2.7. THE SYNTHETIC MOTIVE.

Such it seems to me are the chief masses of the complex of motives in
us, the group of sense, the group of pride, curiosity and the imitative
and suggested motives, making up the system of impulses which is our
will. Such has been the common outfit of motives in every age, and in
every age its melee has been found insufficient in itself. It is a
heterogeneous system, it does not form in any sense a completed or
balanced system, its constituents are variable and compete amongst
themselves. They are not so much arranged about one another as
superposed and higgledy-piggledy. The senses and curiosity war with
pride and one another, the motives suggested to us fall into conflict
with this element or that of our intimate and habitual selves. We find
all our instincts are snares to excess. Excesses of indulgence lead to
excesses of abstinence, and even the sense of beauty may be clouded and
betray. So to us all, even for the most balanced of us, come
disappointments, regrets, gaps; and for most of us who are ill-balanced,
miseries and despairs. Nearly all of us want something to hold us
together--something to dominate this swarming confusion and save us from
the black misery of wounded and exploded pride, of thwarted desire, of
futile conclusions. We want more oneness, some steadying thing that will
afford an escape from fluctuations.

Different people, of differing temperament and tradition, have sought
oneness, this steadying and universalizing thing, in various manners.
Some have attained it in this manner, and some in that. Scarcely a
religious system has existed that has not worked effectively and proved
true for someone. To me it seems that the need is synthetic, that some
synthetic idea and belief is needed to harmonize one's life, to give a
law by which motive may be tried against motive and an effectual peace
of mind achieved. I want an active peace and not a quiescence, and I do
not want to suppress and expel any motive at all. But to many people the
effort takes the form of attempts to cut off some part of oneself as it
were, to repudiate altogether some straining or distressing or
disappointing factor in the scheme of motives, and find a tranquillizing
refuge in the residuum. So we have men and women abandoning their share
in economic development, crushing the impulses and evading the
complications that arise out of sex and flying to devotions and simple
duties in nunneries and monasteries; we have people cutting their lives
down to a vegetarian dietary and scientific research, resorting to
excesses of self-discipline, giving themselves up wholly to some "art"
and making everything else subordinate to that, or, going in another
direction, abandoning pride and love in favour of an acquired appetite
for drugs or drink.

• • • •

Written task:
Reproduce word for word the passage on the synthetic motive, starting with "and making everything" and going on through "drugs or drink.".

Entries excerpted from a collection:
• • • •

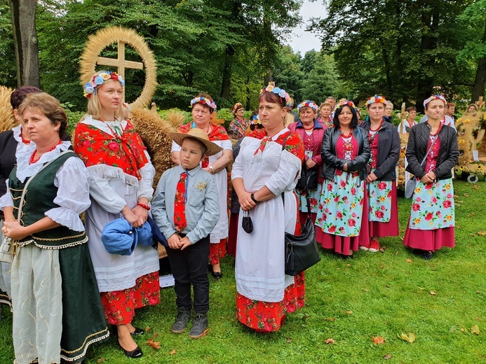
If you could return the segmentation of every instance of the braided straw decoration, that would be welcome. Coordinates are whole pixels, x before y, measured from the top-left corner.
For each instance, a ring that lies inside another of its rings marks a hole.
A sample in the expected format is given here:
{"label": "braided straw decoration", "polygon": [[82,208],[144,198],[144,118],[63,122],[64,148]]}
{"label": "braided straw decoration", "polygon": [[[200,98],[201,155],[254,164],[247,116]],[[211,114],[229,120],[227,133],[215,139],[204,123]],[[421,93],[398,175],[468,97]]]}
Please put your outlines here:
{"label": "braided straw decoration", "polygon": [[105,48],[113,43],[125,43],[135,49],[142,57],[145,67],[145,85],[142,94],[130,106],[144,107],[150,104],[157,86],[157,66],[152,51],[144,38],[134,30],[121,27],[109,27],[88,37],[86,48],[81,57],[81,83],[89,82],[96,71],[97,57]]}

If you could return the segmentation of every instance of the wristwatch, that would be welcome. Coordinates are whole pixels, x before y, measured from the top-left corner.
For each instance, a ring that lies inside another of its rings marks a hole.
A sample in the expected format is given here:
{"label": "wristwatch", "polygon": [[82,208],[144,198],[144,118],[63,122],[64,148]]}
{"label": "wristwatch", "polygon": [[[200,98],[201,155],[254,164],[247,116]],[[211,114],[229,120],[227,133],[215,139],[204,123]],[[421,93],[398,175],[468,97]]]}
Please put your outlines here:
{"label": "wristwatch", "polygon": [[257,201],[257,199],[255,198],[255,193],[252,192],[250,197],[252,198],[252,201],[253,201],[253,202],[255,202],[255,204],[257,204],[259,202],[259,201]]}

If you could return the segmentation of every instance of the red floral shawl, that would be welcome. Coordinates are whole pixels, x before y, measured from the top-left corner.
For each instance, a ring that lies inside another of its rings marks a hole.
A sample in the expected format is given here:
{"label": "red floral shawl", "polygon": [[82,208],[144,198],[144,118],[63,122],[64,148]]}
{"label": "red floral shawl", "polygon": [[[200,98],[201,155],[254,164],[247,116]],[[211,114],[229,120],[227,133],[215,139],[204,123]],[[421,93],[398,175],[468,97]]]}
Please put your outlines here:
{"label": "red floral shawl", "polygon": [[139,169],[149,162],[144,153],[147,148],[129,120],[121,136],[114,136],[95,126],[79,122],[76,127],[74,147],[86,167],[116,167],[139,181],[142,179]]}

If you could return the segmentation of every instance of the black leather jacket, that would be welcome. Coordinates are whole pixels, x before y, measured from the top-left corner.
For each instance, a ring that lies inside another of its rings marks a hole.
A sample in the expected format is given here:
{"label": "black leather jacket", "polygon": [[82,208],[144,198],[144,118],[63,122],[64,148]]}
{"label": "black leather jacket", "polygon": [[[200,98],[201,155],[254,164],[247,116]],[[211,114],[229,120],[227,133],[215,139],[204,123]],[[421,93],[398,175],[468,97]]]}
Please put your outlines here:
{"label": "black leather jacket", "polygon": [[[369,134],[371,122],[365,121],[359,125]],[[380,181],[395,181],[395,166],[400,158],[400,136],[398,131],[387,121],[384,121],[378,130],[378,160],[377,168],[372,171]]]}
{"label": "black leather jacket", "polygon": [[353,136],[358,141],[358,156],[353,160],[338,158],[336,155],[336,143],[341,132],[335,127],[329,127],[324,132],[320,155],[323,158],[321,176],[325,178],[334,180],[336,169],[342,169],[348,162],[348,172],[359,172],[361,181],[366,178],[366,164],[370,160],[371,152],[367,134],[359,127],[353,130]]}
{"label": "black leather jacket", "polygon": [[[408,165],[405,170],[419,178],[425,176],[426,162],[424,162],[423,166],[420,163],[427,153],[430,132],[431,126],[428,122],[421,122],[412,128],[408,136],[405,153]],[[438,140],[440,141],[440,146],[433,173],[437,179],[450,178],[452,177],[451,169],[457,163],[459,155],[456,130],[450,126],[443,125],[439,132]]]}

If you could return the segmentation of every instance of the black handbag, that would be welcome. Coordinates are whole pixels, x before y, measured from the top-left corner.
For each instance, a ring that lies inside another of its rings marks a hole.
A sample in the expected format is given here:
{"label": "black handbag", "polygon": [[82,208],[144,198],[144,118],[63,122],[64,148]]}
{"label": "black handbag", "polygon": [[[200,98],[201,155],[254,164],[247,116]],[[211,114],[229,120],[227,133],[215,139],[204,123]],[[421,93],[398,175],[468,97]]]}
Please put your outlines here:
{"label": "black handbag", "polygon": [[290,276],[295,276],[320,260],[320,254],[316,242],[316,227],[311,218],[309,190],[306,190],[309,217],[302,227],[302,231],[300,235],[285,232],[285,274]]}
{"label": "black handbag", "polygon": [[[246,216],[245,216],[246,214]],[[241,227],[248,234],[251,234],[253,231],[253,222],[250,217],[250,211],[243,211],[243,217],[241,219]]]}
{"label": "black handbag", "polygon": [[300,172],[300,178],[297,181],[296,187],[301,190],[304,190],[306,188],[312,190],[317,188],[318,171],[318,168],[317,166],[308,169],[305,163],[304,163]]}

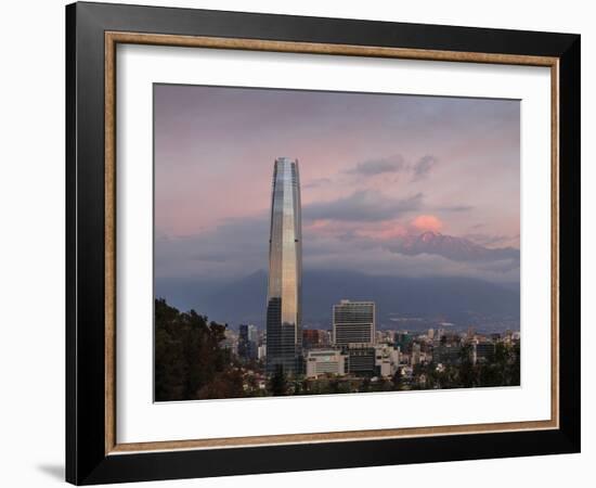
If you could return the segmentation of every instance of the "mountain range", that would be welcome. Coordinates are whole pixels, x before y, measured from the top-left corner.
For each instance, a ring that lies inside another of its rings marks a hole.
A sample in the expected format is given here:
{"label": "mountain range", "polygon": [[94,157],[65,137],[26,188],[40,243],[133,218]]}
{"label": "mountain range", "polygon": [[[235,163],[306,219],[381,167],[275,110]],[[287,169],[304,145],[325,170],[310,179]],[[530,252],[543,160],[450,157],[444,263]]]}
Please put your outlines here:
{"label": "mountain range", "polygon": [[[209,286],[187,282],[177,299],[156,290],[172,305],[194,308],[210,320],[236,329],[239,323],[264,326],[267,272],[259,270],[241,280]],[[171,290],[170,290],[171,291]],[[396,317],[435,318],[451,322],[472,317],[519,319],[519,287],[500,286],[470,278],[412,278],[370,275],[353,271],[305,270],[302,275],[302,322],[328,328],[332,306],[340,299],[374,300],[379,329]]]}
{"label": "mountain range", "polygon": [[454,261],[496,261],[511,259],[519,262],[519,249],[515,247],[491,248],[476,244],[465,237],[424,232],[409,234],[396,240],[390,246],[394,253],[415,256],[418,254],[437,254]]}

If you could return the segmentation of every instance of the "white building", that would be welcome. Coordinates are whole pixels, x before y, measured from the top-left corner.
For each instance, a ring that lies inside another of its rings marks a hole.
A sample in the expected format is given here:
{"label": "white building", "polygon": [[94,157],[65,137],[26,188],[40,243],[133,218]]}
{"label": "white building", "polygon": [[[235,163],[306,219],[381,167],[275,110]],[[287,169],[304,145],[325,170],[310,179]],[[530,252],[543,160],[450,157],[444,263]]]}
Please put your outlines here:
{"label": "white building", "polygon": [[306,358],[307,377],[318,377],[323,374],[346,374],[346,355],[336,349],[313,349]]}
{"label": "white building", "polygon": [[379,376],[390,377],[396,374],[400,364],[400,348],[381,345],[375,347],[375,368]]}

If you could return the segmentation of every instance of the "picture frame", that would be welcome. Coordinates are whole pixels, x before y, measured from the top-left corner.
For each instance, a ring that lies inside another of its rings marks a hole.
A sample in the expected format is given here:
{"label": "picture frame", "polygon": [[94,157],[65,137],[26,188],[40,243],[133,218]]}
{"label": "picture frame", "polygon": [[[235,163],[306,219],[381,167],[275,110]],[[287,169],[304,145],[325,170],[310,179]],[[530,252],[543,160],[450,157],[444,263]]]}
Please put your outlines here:
{"label": "picture frame", "polygon": [[[88,485],[579,452],[580,42],[580,36],[571,34],[86,2],[67,5],[66,480]],[[118,442],[118,44],[549,68],[550,419]]]}

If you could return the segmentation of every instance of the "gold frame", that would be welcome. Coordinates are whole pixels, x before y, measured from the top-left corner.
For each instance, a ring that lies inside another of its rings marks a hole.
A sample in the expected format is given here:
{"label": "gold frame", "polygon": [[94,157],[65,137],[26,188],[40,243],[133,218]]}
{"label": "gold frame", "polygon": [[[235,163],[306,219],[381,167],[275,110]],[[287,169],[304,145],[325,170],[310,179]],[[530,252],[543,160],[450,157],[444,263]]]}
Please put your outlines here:
{"label": "gold frame", "polygon": [[[550,420],[530,422],[445,425],[436,427],[388,428],[374,431],[288,434],[219,439],[163,440],[117,444],[116,439],[116,44],[153,44],[236,49],[311,54],[394,57],[426,61],[472,62],[545,66],[550,68]],[[420,49],[323,44],[195,36],[170,36],[124,31],[105,33],[105,453],[213,449],[287,444],[373,440],[456,434],[556,429],[559,427],[559,60],[547,56],[494,54],[481,52],[431,51]]]}

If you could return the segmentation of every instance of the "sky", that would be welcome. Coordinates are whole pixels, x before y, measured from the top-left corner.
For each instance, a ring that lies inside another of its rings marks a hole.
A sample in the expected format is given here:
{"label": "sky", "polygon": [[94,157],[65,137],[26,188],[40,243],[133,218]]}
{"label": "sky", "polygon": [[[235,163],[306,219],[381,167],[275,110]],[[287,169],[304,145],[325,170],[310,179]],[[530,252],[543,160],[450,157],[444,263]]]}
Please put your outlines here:
{"label": "sky", "polygon": [[[278,156],[299,160],[305,270],[519,282],[519,101],[154,90],[157,283],[267,270]],[[427,231],[496,251],[403,251]]]}

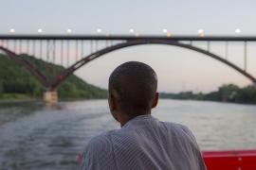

• • • •

Solved problem:
and making everything else subordinate to that, or, going in another
direction, abandoning pride and love in favour of an acquired appetite
for drugs or drink.